AIM: Rescale the lines between the ones holding "Target: flagpole" and "131), (385, 124)]", inclusive, and write them out again with their requests, multiplying every coordinate in the answers by 1.6 and rounding to whole numbers, halves up. Return only those lines.

DATASET RECORDS:

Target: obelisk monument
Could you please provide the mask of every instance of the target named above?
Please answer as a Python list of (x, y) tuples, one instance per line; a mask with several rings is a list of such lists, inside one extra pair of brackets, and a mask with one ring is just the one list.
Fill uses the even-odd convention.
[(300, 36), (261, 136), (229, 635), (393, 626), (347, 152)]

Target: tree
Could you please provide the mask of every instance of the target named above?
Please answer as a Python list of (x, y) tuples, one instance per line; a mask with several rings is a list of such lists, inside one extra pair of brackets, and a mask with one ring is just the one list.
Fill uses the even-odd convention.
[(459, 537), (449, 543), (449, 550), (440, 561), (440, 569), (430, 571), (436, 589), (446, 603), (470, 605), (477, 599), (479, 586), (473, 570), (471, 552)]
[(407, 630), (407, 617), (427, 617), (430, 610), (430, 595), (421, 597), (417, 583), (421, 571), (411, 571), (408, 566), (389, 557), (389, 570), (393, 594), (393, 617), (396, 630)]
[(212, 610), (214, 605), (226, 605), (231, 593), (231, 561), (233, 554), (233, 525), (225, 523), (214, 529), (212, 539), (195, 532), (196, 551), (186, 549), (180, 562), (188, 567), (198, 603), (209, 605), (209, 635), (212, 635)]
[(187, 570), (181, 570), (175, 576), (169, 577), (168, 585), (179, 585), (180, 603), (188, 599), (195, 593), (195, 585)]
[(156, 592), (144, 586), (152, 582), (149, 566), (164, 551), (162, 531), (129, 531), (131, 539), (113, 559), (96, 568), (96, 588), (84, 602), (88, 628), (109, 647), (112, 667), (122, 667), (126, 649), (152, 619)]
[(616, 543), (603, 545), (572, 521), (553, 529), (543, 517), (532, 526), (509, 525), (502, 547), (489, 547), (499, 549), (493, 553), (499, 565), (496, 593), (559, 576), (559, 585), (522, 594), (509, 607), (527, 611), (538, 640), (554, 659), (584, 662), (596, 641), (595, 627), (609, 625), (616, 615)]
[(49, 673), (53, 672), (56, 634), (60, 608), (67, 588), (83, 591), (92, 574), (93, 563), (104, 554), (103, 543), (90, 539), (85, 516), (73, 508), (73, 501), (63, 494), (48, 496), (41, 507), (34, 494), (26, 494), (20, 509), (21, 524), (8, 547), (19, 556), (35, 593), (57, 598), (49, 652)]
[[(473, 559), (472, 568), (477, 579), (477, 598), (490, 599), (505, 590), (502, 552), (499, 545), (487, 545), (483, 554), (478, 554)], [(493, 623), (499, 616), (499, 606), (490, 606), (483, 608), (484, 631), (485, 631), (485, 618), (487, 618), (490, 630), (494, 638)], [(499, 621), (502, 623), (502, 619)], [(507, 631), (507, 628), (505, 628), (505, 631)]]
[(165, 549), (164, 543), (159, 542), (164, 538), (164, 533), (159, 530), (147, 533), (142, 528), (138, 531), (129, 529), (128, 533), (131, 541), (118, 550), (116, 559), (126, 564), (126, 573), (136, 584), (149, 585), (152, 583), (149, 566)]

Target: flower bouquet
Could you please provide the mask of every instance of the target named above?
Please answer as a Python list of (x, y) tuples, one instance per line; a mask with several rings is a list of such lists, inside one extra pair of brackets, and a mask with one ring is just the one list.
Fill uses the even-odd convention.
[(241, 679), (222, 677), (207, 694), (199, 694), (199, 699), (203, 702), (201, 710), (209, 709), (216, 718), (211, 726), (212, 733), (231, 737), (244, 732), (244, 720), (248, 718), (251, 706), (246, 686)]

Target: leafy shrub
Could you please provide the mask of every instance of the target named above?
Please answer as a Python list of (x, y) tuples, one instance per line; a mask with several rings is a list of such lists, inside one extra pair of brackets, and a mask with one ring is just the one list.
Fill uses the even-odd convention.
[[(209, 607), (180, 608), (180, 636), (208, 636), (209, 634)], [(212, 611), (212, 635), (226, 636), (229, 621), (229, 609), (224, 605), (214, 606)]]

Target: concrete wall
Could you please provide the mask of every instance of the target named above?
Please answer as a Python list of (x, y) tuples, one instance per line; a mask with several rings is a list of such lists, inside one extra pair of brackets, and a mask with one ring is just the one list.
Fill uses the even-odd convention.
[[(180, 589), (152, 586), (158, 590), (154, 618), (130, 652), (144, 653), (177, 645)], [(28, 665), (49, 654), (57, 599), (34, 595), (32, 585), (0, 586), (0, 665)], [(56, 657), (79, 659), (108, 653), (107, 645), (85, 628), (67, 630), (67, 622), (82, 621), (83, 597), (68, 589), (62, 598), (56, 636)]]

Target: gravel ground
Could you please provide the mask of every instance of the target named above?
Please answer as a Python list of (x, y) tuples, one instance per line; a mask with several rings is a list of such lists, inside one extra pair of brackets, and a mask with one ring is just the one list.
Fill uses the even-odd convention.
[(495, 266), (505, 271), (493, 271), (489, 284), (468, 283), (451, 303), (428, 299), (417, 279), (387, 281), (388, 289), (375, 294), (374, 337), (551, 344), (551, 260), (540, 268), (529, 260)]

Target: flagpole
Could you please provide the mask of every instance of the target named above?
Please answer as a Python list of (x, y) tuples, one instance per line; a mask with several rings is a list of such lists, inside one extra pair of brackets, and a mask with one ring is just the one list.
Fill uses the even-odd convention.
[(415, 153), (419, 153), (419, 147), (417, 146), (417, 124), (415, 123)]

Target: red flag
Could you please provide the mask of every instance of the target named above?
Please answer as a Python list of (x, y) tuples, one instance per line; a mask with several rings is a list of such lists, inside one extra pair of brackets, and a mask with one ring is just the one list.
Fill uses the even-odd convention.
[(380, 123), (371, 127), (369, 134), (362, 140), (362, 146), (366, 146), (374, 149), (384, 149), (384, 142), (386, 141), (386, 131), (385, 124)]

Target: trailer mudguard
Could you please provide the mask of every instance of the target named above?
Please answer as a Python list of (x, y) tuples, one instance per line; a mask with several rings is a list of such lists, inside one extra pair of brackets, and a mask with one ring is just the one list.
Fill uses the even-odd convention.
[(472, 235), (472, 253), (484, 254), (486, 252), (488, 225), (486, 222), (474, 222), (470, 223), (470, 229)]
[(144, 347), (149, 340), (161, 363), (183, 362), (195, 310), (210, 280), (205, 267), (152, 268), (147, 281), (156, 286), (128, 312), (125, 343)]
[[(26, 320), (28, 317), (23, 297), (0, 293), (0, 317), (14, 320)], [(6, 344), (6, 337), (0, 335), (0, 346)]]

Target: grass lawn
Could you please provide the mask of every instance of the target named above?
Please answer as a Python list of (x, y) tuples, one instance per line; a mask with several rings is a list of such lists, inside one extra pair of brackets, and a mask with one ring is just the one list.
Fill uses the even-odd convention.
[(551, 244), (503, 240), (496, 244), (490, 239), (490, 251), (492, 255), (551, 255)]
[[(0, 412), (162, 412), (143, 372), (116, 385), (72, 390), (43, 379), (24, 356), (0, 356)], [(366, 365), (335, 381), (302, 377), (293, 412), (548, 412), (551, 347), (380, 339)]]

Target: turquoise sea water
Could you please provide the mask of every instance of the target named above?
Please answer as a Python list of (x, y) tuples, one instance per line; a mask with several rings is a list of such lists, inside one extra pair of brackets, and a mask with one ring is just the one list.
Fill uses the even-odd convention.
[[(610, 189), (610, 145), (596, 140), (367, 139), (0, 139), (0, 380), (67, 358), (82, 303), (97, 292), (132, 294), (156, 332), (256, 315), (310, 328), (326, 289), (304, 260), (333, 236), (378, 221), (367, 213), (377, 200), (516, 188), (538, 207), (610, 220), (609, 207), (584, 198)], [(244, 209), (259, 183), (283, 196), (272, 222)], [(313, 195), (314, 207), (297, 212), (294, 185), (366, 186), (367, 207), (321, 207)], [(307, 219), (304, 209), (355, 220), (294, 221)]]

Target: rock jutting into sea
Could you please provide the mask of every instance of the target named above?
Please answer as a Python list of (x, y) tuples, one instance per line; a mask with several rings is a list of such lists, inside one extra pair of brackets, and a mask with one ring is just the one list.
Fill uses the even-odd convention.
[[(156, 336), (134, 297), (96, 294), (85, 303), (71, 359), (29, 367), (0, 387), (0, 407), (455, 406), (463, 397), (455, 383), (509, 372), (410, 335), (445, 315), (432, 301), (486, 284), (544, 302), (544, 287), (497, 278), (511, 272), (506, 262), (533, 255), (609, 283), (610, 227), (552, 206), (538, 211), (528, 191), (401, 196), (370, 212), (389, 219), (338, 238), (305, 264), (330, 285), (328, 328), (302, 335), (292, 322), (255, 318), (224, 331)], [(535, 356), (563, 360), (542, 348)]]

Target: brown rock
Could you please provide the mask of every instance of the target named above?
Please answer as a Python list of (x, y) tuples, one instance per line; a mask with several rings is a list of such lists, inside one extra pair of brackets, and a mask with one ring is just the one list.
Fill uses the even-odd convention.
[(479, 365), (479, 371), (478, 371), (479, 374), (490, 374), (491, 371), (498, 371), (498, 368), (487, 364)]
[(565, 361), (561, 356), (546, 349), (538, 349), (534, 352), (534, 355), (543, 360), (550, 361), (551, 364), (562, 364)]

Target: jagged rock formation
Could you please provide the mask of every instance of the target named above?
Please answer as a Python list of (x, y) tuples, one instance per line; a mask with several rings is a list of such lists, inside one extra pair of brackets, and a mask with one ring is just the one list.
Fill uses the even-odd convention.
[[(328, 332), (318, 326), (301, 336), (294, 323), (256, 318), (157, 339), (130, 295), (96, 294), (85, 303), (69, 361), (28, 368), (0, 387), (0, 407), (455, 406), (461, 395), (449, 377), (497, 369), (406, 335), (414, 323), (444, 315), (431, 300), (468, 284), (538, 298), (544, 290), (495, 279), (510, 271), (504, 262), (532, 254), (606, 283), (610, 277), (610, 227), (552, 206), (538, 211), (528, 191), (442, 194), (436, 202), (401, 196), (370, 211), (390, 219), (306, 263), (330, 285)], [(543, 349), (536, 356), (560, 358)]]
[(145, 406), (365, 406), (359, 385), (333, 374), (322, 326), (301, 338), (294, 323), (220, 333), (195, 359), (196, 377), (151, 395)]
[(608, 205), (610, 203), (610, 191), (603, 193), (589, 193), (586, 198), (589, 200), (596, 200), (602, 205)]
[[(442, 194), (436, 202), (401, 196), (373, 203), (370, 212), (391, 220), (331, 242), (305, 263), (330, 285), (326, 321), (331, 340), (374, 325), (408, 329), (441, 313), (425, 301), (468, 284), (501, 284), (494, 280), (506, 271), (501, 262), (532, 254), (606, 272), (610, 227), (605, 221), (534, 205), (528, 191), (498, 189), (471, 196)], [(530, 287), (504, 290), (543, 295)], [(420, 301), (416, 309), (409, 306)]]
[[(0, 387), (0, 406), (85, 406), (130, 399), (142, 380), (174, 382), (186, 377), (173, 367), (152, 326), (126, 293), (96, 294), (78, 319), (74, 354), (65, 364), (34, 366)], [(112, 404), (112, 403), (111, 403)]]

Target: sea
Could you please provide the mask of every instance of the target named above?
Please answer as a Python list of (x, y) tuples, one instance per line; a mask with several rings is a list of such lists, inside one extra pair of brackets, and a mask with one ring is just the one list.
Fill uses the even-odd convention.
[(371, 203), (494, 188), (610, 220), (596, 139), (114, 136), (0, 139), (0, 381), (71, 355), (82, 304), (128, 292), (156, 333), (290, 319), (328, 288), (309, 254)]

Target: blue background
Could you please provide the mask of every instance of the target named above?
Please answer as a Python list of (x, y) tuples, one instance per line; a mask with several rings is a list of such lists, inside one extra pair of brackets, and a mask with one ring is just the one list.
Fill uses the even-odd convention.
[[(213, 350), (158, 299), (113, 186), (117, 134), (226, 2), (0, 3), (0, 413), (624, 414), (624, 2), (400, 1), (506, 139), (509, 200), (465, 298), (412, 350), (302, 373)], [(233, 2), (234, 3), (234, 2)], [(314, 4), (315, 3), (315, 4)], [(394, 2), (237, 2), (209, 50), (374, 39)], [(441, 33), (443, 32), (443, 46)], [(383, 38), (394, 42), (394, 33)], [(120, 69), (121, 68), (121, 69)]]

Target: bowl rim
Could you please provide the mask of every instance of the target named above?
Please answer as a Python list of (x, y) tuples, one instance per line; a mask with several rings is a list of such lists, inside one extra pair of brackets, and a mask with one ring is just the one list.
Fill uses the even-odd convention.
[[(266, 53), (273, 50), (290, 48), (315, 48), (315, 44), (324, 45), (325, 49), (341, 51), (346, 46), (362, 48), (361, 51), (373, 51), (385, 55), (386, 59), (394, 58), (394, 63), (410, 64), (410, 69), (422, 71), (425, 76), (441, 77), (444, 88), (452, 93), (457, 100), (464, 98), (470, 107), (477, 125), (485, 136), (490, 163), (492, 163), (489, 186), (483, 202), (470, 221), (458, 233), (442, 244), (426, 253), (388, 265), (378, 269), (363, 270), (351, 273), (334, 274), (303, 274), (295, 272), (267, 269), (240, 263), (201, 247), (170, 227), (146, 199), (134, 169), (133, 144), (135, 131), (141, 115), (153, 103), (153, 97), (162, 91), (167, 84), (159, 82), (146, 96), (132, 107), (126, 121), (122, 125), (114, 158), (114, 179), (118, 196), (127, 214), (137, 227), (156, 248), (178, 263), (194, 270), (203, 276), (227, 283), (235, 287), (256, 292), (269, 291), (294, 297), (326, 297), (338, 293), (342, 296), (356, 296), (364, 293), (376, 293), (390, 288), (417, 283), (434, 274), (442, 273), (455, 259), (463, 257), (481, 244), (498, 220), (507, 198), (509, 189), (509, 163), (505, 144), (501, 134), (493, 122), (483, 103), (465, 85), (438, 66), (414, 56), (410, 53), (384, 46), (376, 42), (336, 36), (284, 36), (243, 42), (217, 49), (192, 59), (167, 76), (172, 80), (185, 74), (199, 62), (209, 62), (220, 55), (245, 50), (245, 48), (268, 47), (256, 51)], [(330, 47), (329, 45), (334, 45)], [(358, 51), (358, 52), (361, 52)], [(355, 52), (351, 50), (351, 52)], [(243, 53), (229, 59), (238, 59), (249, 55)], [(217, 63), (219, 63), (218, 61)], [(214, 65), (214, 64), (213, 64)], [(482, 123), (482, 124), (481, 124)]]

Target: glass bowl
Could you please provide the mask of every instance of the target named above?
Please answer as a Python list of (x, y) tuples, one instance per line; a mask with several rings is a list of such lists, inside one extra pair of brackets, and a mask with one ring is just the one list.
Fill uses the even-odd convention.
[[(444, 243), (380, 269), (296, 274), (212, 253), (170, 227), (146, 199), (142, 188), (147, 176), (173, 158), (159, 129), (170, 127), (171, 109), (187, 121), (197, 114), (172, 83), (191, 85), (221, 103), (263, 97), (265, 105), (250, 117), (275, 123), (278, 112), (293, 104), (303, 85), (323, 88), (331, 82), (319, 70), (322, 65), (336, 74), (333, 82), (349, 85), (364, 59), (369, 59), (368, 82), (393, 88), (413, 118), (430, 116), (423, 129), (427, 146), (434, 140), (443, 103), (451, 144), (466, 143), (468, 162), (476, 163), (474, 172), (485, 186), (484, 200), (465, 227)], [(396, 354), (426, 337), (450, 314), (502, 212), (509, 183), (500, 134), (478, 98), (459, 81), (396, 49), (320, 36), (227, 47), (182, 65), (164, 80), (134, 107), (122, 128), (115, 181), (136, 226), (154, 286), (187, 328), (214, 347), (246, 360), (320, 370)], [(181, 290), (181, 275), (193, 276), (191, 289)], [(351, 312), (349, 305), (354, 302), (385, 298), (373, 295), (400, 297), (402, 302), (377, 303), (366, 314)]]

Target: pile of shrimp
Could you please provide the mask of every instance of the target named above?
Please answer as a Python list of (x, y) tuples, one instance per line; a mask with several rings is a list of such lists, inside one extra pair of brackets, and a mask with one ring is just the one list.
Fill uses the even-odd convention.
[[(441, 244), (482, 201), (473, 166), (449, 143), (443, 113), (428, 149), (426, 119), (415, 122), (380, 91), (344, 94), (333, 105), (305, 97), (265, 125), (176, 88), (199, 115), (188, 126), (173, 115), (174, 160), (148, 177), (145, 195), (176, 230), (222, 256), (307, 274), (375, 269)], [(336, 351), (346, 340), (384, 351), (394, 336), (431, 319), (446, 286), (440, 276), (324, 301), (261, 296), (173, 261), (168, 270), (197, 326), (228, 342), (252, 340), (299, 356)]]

EXERCISE ANSWER:
Target: flagpole
Could you please provide the mask of every instance of the target named above?
Please answer as a Python list of (x, y) tuples, one instance per line; a mask with several rings is a list of such lists, inside one extra pair of brackets, and a mask with one ring is just the one list.
Fill uses the even-odd convention.
[(664, 245), (670, 245), (670, 235), (667, 234), (667, 198), (664, 197)]

Target: red flag
Could you please provide the mask of every instance of the target named above?
Please answer as a Python list of (x, y) tuples, one instance per line; a mask with several rings is a list of such lists, inside one extra pair of brackets, and a mask with one ring is just the one list.
Fill uses the even-odd convention.
[(608, 197), (594, 203), (590, 214), (579, 224), (579, 234), (586, 234), (598, 238), (614, 238), (614, 227), (618, 226), (618, 210), (616, 198)]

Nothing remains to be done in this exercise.